> [Passage to read]
↓
The day was also marked by several “things that you don’t see everyday at a cyclocross race”: fighter jets on maneuvers from Andrews, a bald eagle circling overhead, and, oh yeah, a runaway horse in the middle of the elite masters race! Never a dull moment.

There were also several exciting race moments as well: Chris Carraway taking second in the B race, Mike Birner taking over the MABRA leader’s jersey for the elite men, and Joe Dombrowski crushing the A race, despite starting two plus minutes late after missing the start while completing a leisurely warm up lap. Joe Dombrowski is my hero.

Jim McNeely and the whole Coppi team did another amazing job with this race, and handled the monkey wrenches with aplomb – thanks for an awesome day! Oh and they also had a sweet t-shirt commissioned, which, excitingly enough, came in women’s sizes too! Always a plus.

Monday, November 1, 2010

Off Week Miscellanea

With Steve still having a bum wing and no “big” races happening this week, we decided to take the week off. Of course the housework that builds up every fall when we’re travelling all weekend still didn’t get done, but that’s okay, there’s always another day!
↑
> [Instructions]
a. Return the part of the cyclocross blog post from "There were also" to "is my hero.", copied word for word.
b. Resume the cyclocross blog post, picking up right after its last sentence.
The records are not needed here.

> [Stored data]
↓
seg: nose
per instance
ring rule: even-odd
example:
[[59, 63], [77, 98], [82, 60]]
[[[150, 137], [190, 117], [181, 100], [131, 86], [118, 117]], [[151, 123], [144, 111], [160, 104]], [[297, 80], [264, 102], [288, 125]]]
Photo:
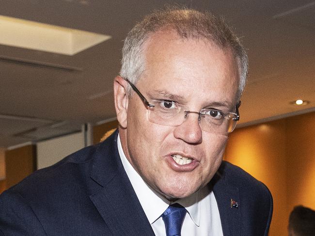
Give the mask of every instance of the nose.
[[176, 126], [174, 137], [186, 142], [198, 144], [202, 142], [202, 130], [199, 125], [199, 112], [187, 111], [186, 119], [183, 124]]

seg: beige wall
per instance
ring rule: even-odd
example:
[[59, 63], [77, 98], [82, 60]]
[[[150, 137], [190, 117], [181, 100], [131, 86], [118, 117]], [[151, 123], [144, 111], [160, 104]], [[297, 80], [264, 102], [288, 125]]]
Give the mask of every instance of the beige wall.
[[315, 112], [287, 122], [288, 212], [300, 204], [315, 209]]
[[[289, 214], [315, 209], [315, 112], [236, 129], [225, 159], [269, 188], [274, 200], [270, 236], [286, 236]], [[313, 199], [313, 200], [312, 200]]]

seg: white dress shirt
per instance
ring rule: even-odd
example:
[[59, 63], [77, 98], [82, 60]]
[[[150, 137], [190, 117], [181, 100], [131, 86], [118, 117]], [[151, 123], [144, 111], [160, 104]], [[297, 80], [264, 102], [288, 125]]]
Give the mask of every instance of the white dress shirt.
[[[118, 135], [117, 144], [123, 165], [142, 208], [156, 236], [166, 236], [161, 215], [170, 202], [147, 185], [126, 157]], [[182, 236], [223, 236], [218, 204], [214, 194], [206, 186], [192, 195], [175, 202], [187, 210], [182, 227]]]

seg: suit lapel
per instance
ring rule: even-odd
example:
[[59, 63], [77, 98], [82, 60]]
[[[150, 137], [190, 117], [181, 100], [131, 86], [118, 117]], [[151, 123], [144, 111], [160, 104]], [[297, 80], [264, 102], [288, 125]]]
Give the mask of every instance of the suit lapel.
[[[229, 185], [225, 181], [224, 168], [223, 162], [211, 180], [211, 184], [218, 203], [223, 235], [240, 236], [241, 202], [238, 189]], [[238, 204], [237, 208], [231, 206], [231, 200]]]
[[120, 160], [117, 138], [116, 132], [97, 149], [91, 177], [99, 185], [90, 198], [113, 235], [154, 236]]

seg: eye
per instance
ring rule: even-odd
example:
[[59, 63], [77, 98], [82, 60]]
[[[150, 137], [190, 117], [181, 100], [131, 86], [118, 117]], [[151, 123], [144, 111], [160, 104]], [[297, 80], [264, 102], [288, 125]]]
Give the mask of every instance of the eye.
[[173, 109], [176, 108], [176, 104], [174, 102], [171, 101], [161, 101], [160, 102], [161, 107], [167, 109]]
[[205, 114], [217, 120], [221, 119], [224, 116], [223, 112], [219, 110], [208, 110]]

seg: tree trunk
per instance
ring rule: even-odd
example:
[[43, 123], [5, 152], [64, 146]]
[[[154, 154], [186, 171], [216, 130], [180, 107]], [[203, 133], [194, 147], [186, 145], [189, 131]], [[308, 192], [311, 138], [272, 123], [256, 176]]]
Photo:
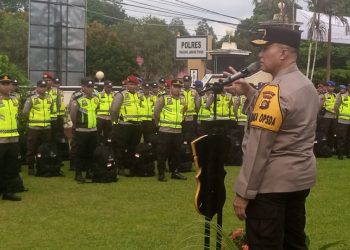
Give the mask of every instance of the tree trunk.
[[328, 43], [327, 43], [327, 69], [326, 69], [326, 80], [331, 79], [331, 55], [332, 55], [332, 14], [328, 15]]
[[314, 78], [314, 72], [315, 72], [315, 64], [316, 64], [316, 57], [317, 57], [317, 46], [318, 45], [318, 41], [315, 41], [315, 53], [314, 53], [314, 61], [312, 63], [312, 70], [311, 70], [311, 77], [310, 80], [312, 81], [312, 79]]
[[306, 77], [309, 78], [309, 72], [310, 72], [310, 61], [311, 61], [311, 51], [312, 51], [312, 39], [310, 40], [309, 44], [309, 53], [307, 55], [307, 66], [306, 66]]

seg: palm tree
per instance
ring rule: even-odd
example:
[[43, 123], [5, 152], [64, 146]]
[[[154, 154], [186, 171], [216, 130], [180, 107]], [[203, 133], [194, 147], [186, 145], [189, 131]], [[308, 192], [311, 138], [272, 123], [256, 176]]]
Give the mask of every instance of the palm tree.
↑
> [Responses to the tasks]
a.
There were also several exciting race moments as well: Chris Carraway taking second in the B race, Mike Birner taking over the MABRA leader’s jersey for the elite men, and Joe Dombrowski crushing the A race, despite starting two plus minutes late after missing the start while completing a leisurely warm up lap. Joe Dombrowski is my hero.

b.
Part I. You CAN Forget How to Ride a Bike

But I still found time for a bike-related activity this weekend: Sunday afternoon I took my bike out for the first time since my surgery. I’ve never been a prolific bike rider, I think the longest ride I’ve ever done was from Georgetown to Bethesda and back on the Capital Crescent Trail, but lately I’ve been having aspirations (delusions?) of actually become a regular bike rider, and potentially even a cross racer myself.

My bike is a basic Specialized Rockhopper hardtail mountain bike, it weighs a ton but has the girly lower top tube and was a lot less intimidating to me than a road bike when I was shopping for it a few years ago. Of course I was convinced that I would hop on the bike and immediately pedal off on a 2 hour ride before it got dark, but it was not to be, and I was very glad Steve came down to the park with me.

The first problem I had was just sheer nerves. I haven’t ridden a bike in well over a year and I had no idea what it would be like to attempt it with my prosthetic leg. Since I can only stand on tiptoe with my left foot, I’m going to have to retrain myself to have that be the one I put down when I stop. It doesn’t come easy! The other problem was that my current prosthetic makes it quite difficult to bend my knee in the full pedaling motion. We lowered the seat to make it easier for me to get on and off, but then that made my pedaling even more awkward.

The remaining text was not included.